Rewrite every line of the listing below with "segment" changed to "outline" and everything else unchanged. Leave out the pictures.
------------------------
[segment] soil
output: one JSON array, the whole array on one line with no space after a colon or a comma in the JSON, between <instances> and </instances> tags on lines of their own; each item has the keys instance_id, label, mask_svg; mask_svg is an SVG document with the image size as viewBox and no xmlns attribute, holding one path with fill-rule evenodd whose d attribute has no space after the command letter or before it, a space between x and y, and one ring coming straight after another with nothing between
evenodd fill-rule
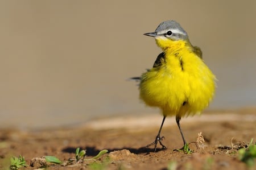
<instances>
[{"instance_id":1,"label":"soil","mask_svg":"<svg viewBox=\"0 0 256 170\"><path fill-rule=\"evenodd\" d=\"M168 119L172 121L174 118ZM206 113L200 117L182 119L183 132L187 140L191 142L189 147L194 151L191 154L174 151L183 146L174 121L166 122L162 132L165 137L162 142L167 149L162 150L158 145L155 152L154 146L144 147L154 140L160 120L160 115L150 114L105 118L76 127L26 130L2 128L0 169L6 169L10 165L10 157L19 155L25 157L28 165L26 169L39 168L42 164L35 160L46 155L55 156L67 163L69 158L75 158L77 147L86 150L86 158L91 158L104 149L109 151L96 161L85 161L65 166L50 164L47 169L220 170L247 168L238 159L237 150L247 147L251 138L254 138L255 142L256 109ZM199 142L197 148L196 143L200 132L205 142Z\"/></svg>"}]
</instances>

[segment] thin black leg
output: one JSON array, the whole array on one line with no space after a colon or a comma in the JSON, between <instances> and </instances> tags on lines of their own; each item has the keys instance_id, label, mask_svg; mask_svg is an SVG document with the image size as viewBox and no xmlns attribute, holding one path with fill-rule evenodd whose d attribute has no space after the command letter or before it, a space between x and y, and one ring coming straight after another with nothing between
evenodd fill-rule
<instances>
[{"instance_id":1,"label":"thin black leg","mask_svg":"<svg viewBox=\"0 0 256 170\"><path fill-rule=\"evenodd\" d=\"M162 128L163 127L163 123L164 123L164 121L166 119L166 117L164 116L163 121L162 121L161 126L160 127L159 131L158 132L158 135L156 135L156 137L155 138L155 141L154 141L151 143L150 143L150 144L148 144L148 145L147 145L146 146L146 147L150 147L150 146L152 146L153 144L155 144L155 152L156 151L156 146L158 144L158 142L159 142L160 144L162 146L162 149L166 149L166 147L164 145L163 145L162 143L162 142L161 142L161 140L162 140L164 138L164 136L162 136L162 137L160 136L160 134L161 133Z\"/></svg>"},{"instance_id":2,"label":"thin black leg","mask_svg":"<svg viewBox=\"0 0 256 170\"><path fill-rule=\"evenodd\" d=\"M187 142L185 140L185 138L184 137L181 128L180 128L180 117L176 117L176 122L177 122L177 125L179 127L179 129L180 130L180 134L181 134L182 139L183 140L184 145L185 146L185 144L187 143Z\"/></svg>"}]
</instances>

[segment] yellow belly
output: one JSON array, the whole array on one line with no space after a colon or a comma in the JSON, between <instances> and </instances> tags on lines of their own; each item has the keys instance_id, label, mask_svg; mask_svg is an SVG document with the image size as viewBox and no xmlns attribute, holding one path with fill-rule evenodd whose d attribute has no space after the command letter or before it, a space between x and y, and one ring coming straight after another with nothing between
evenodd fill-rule
<instances>
[{"instance_id":1,"label":"yellow belly","mask_svg":"<svg viewBox=\"0 0 256 170\"><path fill-rule=\"evenodd\" d=\"M191 52L179 55L167 53L164 64L141 77L141 98L166 116L200 113L214 93L215 77L203 61Z\"/></svg>"}]
</instances>

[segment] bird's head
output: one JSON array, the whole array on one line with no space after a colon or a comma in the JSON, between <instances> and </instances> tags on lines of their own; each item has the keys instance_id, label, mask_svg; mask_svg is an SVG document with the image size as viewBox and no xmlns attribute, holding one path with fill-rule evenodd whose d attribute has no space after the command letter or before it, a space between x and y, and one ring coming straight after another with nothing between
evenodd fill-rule
<instances>
[{"instance_id":1,"label":"bird's head","mask_svg":"<svg viewBox=\"0 0 256 170\"><path fill-rule=\"evenodd\" d=\"M180 44L184 44L184 43L181 43L182 42L189 42L186 31L174 20L163 22L158 26L155 32L144 35L154 37L156 44L163 51L168 48L174 48L174 46L179 46Z\"/></svg>"}]
</instances>

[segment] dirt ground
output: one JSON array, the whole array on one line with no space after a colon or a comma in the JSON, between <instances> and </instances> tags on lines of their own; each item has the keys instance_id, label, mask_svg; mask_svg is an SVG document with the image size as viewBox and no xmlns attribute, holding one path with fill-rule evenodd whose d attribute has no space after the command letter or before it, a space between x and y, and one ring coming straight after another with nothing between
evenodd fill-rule
<instances>
[{"instance_id":1,"label":"dirt ground","mask_svg":"<svg viewBox=\"0 0 256 170\"><path fill-rule=\"evenodd\" d=\"M154 152L153 147L143 147L154 140L160 124L160 115L148 117L100 119L54 129L1 129L0 169L7 169L10 157L19 155L25 157L27 169L39 169L38 164L29 165L31 159L42 156L53 155L67 161L75 157L76 148L80 147L86 150L86 158L104 149L109 152L94 163L51 164L47 169L246 169L237 158L237 150L247 147L251 138L256 140L256 109L205 113L194 119L181 119L188 142L196 142L200 132L204 137L203 146L198 149L195 143L190 144L194 152L189 155L174 151L183 144L174 123L166 122L162 130L166 150L158 146L159 149Z\"/></svg>"}]
</instances>

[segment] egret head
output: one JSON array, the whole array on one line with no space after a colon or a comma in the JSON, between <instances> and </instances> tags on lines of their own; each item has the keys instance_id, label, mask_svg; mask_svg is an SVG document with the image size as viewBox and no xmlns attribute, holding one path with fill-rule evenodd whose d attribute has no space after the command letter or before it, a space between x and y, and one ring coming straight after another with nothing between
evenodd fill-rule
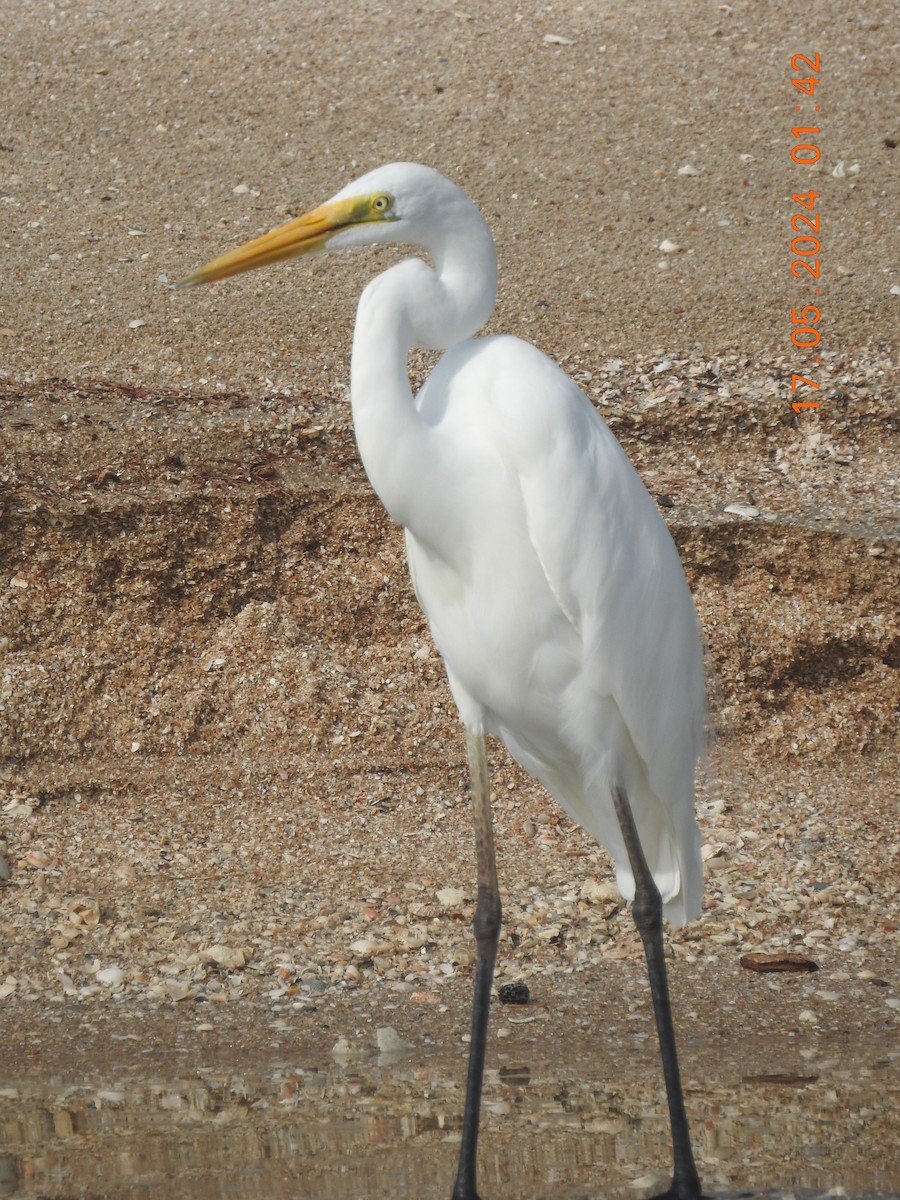
<instances>
[{"instance_id":1,"label":"egret head","mask_svg":"<svg viewBox=\"0 0 900 1200\"><path fill-rule=\"evenodd\" d=\"M455 224L457 212L466 212L470 221L476 210L455 184L431 167L390 163L348 184L304 216L221 254L188 275L182 286L212 283L325 248L392 241L432 251L436 236Z\"/></svg>"}]
</instances>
------------------------
▶ Problem solution:
[outline] soil
output: one JSON array, the whole array on one line with no space after a colon or a comma in the JSON, between <instances> and </instances> tags on lines of their own; each item has the keys instance_id, label, mask_svg; mask_svg is an SVG document with the image size as viewBox and no xmlns attribute, holding one path with fill-rule evenodd whose d attribute has no space after the command letter or before it, a space between x and y, and one ring coming straight after another with nothing between
evenodd fill-rule
<instances>
[{"instance_id":1,"label":"soil","mask_svg":"<svg viewBox=\"0 0 256 170\"><path fill-rule=\"evenodd\" d=\"M168 119L172 121L174 118ZM206 113L200 117L182 119L183 132L187 140L191 142L189 147L194 151L191 154L174 151L183 146L174 121L166 122L162 132L165 137L162 142L167 149L162 150L158 145L155 152L154 146L144 147L154 140L160 120L160 115L150 114L105 118L76 127L26 130L2 128L0 169L6 169L10 165L10 157L19 155L25 157L28 165L26 169L39 168L42 164L35 160L46 155L55 156L67 163L69 158L75 158L77 147L86 150L86 158L91 158L104 149L109 151L96 161L85 161L65 166L50 164L47 169L220 170L247 168L238 159L237 150L247 147L251 138L254 138L255 142L256 109ZM199 142L197 148L196 143L200 132L205 142Z\"/></svg>"}]
</instances>

[outline] thin black leg
output: one JSON array, the whole array on one line with no space after a colon or a comma in the JSON, between <instances> and </instances> tags on lines of their own; each item has the keys instance_id, label, mask_svg; mask_svg is an SVG document with the image size as viewBox and no xmlns attribute, holding one path with fill-rule evenodd whose d attribute has no space after the command letter or before it, a space between x and y, and one ring coming straight after another with nothing between
evenodd fill-rule
<instances>
[{"instance_id":1,"label":"thin black leg","mask_svg":"<svg viewBox=\"0 0 256 170\"><path fill-rule=\"evenodd\" d=\"M162 128L163 127L163 123L164 123L164 121L166 119L166 117L164 116L163 121L162 121L161 126L160 127L159 131L158 132L158 135L156 135L156 137L155 138L155 141L154 141L151 143L150 143L150 144L148 144L148 145L147 145L146 146L146 147L150 147L150 146L152 146L153 144L155 144L155 152L156 151L156 146L158 144L158 142L159 142L160 144L162 146L162 149L166 149L166 147L164 145L163 145L162 143L162 142L161 142L161 140L162 140L164 138L164 136L162 136L162 137L160 136L160 134L161 133Z\"/></svg>"},{"instance_id":2,"label":"thin black leg","mask_svg":"<svg viewBox=\"0 0 256 170\"><path fill-rule=\"evenodd\" d=\"M187 142L185 140L185 138L184 137L181 128L180 128L180 117L176 117L176 122L177 122L177 125L179 127L179 129L180 130L180 134L181 134L182 139L183 140L184 145L185 146L185 144L187 143Z\"/></svg>"}]
</instances>

[outline] yellow belly
output: one JSON array, the whole array on one line with no space after a colon or a comma in the JSON, between <instances> and </instances> tags on lines of their own; each item has the keys instance_id, label, mask_svg; mask_svg is an SVG document with the image size as viewBox and no xmlns attribute, holding one path with fill-rule evenodd whose d attribute has no space after the command letter or before it, a space between x and y, and one ring coming straight after another with nothing between
evenodd fill-rule
<instances>
[{"instance_id":1,"label":"yellow belly","mask_svg":"<svg viewBox=\"0 0 256 170\"><path fill-rule=\"evenodd\" d=\"M191 52L179 55L167 53L164 64L141 77L141 98L166 116L200 113L214 93L215 77L203 61Z\"/></svg>"}]
</instances>

[outline] bird's head
output: one JSON array, the whole array on one line with no space after a colon or a comma in the JSON, between <instances> and </instances> tags on lines of their own; each item has the keys instance_id, label, mask_svg; mask_svg is an SVG document with the image size as viewBox and no xmlns attribute, holding one path with fill-rule evenodd whose d attribute has no space after the command letter or before it, a space between x and y, and one ring coming straight after another with nothing between
evenodd fill-rule
<instances>
[{"instance_id":1,"label":"bird's head","mask_svg":"<svg viewBox=\"0 0 256 170\"><path fill-rule=\"evenodd\" d=\"M180 44L184 44L184 43L181 43L182 42L189 42L186 31L174 20L163 22L158 26L155 32L144 35L154 37L156 44L163 51L168 48L174 48L174 46L179 46Z\"/></svg>"}]
</instances>

[outline] dirt ground
output: one JSON array, the whole array on one line with no space after a colon or a comma in the JSON, between <instances> and </instances> tags on lines of their own; each item has the keys instance_id, label, mask_svg; mask_svg is an SVG document with the image size as viewBox and no xmlns attribute, holding one path with fill-rule evenodd whose d attribute has no space after the command letter or before it, a space between x and y, and one ring coming straight after another with nothing between
evenodd fill-rule
<instances>
[{"instance_id":1,"label":"dirt ground","mask_svg":"<svg viewBox=\"0 0 256 170\"><path fill-rule=\"evenodd\" d=\"M154 152L153 147L143 147L154 140L160 124L160 115L148 117L100 119L54 129L1 129L0 169L7 169L10 157L19 155L25 157L27 169L39 169L38 164L29 165L31 159L42 156L53 155L67 161L75 157L76 148L80 147L86 150L86 158L104 149L109 152L94 163L51 164L47 169L246 169L237 158L237 150L247 147L251 138L256 140L256 109L205 113L194 119L181 119L188 142L196 142L200 132L204 137L203 146L198 149L195 143L190 144L194 152L189 155L174 151L183 144L174 123L166 122L162 130L166 150L158 146L159 149Z\"/></svg>"}]
</instances>

[outline] egret head
output: one JSON array, the whole array on one line with no space after a colon or a comma in the JSON, between <instances> and </instances> tags on lines of their own; each item has the keys instance_id, label, mask_svg; mask_svg is an SVG document with the image size as viewBox and no xmlns attribute, holding one path with fill-rule evenodd whose d attribute has no space after the command letter or before it, a space between x and y, and one ring coming straight after another with nothing between
evenodd fill-rule
<instances>
[{"instance_id":1,"label":"egret head","mask_svg":"<svg viewBox=\"0 0 900 1200\"><path fill-rule=\"evenodd\" d=\"M455 224L457 212L466 212L470 221L476 210L455 184L431 167L390 163L348 184L304 216L221 254L188 275L182 286L212 283L325 248L392 241L432 251L436 236Z\"/></svg>"}]
</instances>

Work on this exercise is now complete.